§ Exercise details: Look over the material for the string "below". Copy every line where it turns up.

======== Available data

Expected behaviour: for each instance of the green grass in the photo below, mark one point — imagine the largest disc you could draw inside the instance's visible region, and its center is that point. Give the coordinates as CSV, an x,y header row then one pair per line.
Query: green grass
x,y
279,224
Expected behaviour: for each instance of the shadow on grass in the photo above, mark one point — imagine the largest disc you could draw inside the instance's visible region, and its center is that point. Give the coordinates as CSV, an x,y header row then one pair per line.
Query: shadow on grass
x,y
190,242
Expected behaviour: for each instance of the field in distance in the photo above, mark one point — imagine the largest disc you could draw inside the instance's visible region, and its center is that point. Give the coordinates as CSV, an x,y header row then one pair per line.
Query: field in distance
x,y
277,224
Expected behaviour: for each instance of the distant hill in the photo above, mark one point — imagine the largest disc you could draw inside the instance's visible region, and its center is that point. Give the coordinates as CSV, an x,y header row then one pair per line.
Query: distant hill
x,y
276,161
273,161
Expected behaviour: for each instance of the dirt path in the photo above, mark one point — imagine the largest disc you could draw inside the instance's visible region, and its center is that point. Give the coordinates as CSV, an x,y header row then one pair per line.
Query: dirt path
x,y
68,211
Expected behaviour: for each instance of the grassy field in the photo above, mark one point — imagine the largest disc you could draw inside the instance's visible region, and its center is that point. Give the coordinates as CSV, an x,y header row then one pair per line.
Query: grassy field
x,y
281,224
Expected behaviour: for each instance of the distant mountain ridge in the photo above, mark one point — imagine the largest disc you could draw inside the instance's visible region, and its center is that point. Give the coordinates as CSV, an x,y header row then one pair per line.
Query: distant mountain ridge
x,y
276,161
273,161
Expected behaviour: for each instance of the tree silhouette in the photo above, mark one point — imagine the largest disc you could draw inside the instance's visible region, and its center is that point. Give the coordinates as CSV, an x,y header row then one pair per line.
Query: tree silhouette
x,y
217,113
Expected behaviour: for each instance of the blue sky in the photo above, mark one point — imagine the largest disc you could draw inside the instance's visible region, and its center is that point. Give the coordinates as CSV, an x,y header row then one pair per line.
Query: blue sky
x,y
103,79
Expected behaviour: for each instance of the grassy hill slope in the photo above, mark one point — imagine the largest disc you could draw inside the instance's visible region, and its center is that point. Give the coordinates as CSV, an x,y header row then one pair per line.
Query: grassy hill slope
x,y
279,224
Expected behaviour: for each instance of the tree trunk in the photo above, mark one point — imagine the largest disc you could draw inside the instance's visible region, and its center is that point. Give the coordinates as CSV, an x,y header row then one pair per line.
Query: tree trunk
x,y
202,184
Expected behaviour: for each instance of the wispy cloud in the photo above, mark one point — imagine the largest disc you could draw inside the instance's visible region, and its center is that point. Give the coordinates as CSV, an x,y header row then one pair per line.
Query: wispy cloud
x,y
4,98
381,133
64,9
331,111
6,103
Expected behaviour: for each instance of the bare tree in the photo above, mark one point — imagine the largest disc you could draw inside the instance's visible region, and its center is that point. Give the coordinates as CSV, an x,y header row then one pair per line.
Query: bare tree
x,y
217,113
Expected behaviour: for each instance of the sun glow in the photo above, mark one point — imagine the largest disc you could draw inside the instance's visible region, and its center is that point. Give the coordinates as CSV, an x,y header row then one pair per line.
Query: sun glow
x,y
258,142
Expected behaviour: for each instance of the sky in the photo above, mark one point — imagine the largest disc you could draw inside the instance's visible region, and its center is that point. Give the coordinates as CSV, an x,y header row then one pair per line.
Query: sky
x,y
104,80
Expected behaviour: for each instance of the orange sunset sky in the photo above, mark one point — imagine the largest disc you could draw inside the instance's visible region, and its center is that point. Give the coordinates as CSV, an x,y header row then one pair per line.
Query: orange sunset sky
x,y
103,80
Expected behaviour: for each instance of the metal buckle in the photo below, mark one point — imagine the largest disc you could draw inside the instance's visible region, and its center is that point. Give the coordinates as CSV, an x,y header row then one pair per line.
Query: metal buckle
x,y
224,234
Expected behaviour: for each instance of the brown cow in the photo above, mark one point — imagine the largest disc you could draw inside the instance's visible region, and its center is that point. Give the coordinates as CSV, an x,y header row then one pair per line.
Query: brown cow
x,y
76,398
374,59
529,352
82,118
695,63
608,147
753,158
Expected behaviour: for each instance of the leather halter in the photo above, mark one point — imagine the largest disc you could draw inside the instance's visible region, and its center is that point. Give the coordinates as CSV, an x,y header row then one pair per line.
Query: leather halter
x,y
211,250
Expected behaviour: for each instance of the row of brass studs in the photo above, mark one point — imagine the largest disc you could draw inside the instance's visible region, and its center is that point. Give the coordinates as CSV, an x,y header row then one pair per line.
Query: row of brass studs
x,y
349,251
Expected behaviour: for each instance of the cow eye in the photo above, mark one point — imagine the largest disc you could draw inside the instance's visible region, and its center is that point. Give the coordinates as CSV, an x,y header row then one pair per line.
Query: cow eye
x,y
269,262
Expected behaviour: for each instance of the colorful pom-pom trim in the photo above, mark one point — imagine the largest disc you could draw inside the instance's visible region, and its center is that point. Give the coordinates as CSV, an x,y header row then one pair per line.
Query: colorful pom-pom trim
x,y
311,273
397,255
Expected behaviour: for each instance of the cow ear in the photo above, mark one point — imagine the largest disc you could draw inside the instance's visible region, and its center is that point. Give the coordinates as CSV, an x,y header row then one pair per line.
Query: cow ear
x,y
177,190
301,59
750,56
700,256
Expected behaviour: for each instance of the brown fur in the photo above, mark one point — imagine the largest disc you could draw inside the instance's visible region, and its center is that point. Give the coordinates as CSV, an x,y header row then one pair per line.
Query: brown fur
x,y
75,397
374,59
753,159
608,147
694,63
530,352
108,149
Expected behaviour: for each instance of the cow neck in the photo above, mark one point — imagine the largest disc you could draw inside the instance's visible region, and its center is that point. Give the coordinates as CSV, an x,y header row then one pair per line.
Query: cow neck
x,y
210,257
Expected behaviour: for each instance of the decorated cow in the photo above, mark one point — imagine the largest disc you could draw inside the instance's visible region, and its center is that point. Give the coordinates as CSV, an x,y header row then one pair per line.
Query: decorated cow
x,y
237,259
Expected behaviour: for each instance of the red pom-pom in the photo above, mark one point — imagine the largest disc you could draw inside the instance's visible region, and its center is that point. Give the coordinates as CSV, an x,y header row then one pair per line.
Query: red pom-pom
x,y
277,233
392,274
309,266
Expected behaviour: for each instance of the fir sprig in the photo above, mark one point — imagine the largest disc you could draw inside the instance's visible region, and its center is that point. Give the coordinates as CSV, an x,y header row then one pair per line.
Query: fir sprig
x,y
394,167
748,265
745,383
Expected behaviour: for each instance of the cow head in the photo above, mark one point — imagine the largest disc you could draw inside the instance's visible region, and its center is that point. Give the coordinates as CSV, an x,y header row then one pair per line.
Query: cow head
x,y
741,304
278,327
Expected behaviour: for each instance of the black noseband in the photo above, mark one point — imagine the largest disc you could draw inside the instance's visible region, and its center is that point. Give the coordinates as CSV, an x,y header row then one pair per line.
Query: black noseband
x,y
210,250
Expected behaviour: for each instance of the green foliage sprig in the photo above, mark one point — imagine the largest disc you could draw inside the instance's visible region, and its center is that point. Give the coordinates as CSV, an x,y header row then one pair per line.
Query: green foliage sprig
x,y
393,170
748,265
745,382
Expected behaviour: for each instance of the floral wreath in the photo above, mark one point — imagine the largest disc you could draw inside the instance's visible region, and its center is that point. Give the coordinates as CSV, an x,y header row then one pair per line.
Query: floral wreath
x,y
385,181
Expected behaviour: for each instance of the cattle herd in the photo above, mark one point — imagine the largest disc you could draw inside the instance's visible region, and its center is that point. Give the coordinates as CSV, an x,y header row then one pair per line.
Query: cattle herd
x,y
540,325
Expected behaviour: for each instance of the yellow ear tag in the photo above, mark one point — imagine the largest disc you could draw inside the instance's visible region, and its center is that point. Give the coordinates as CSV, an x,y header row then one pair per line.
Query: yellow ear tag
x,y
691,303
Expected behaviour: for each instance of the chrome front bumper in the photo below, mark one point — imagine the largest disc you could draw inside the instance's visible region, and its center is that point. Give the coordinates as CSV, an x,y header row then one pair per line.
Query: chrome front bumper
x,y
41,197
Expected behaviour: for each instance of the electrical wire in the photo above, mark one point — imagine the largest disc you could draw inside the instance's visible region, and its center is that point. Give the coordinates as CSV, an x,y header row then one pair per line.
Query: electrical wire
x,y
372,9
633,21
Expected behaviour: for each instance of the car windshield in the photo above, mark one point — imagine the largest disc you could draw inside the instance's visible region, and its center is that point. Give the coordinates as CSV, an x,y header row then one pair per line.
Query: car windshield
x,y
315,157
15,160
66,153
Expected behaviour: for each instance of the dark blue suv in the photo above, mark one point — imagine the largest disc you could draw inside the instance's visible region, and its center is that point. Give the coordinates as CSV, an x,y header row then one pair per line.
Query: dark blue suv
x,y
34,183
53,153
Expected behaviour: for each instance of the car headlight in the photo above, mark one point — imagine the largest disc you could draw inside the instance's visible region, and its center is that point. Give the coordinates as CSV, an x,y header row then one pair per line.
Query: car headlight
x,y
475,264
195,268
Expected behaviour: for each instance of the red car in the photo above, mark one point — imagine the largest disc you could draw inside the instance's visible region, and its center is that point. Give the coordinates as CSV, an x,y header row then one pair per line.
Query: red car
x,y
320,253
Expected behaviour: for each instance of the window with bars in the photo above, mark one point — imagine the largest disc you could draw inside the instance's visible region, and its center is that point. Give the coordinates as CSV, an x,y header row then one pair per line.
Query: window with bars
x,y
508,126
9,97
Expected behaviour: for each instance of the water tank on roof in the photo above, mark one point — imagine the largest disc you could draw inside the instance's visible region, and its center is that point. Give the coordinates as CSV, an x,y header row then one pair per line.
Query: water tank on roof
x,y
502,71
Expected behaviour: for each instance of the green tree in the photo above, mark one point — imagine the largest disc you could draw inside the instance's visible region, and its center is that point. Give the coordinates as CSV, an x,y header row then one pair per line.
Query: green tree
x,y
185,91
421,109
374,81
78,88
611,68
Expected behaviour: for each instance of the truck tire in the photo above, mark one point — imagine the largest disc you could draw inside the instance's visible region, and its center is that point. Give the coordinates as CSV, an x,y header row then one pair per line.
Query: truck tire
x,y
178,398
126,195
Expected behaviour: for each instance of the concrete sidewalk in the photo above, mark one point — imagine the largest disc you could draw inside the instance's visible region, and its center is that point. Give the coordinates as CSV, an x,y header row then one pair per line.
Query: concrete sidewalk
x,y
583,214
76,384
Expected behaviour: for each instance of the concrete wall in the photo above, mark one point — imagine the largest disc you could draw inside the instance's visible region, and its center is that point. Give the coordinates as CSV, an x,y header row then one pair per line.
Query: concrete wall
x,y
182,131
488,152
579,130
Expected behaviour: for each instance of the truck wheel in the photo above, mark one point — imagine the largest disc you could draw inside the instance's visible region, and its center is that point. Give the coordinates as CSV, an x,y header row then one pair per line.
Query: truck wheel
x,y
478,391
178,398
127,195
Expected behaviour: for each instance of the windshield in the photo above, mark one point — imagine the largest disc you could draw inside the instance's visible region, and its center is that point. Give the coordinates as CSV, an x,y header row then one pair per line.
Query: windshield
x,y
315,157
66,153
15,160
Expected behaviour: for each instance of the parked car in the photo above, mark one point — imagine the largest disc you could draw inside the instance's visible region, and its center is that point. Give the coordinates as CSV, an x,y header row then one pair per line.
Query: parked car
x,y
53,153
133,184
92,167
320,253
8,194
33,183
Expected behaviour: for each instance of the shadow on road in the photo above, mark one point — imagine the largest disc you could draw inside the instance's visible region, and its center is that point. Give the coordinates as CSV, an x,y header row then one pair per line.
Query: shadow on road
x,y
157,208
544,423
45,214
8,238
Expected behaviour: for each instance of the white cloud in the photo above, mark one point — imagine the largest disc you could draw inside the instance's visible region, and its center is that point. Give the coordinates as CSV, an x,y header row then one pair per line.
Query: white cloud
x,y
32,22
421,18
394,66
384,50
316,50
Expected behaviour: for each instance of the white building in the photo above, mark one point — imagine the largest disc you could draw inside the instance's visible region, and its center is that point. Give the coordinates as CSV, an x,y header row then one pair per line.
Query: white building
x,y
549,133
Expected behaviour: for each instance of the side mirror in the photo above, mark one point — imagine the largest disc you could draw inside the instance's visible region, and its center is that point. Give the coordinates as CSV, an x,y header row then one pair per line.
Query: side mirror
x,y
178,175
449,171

================

§ Solution to the problem:
Expected behaviour: for each instance of the green grass in the photo below, mark one point — imagine the largest disc you could draw inside the instance's visible region, and its center is that point. Give the coordinates as CSV, an x,y header row then one pair per line.
Expected behaviour: for each instance of the metal buckle in the photo below, mark one point — imagine the largest disc you could draw inside the instance's visible region, and its center is that point. Give the coordinates as CSV, an x,y header row then one pair per line.
Expected behaviour: for each instance of the chrome front bumper in the photo below, mark one point — imagine the largest disc you could draw inside the instance's visible region, and its center is that point. Give the coordinates as CSV, an x,y header row then one pair per line.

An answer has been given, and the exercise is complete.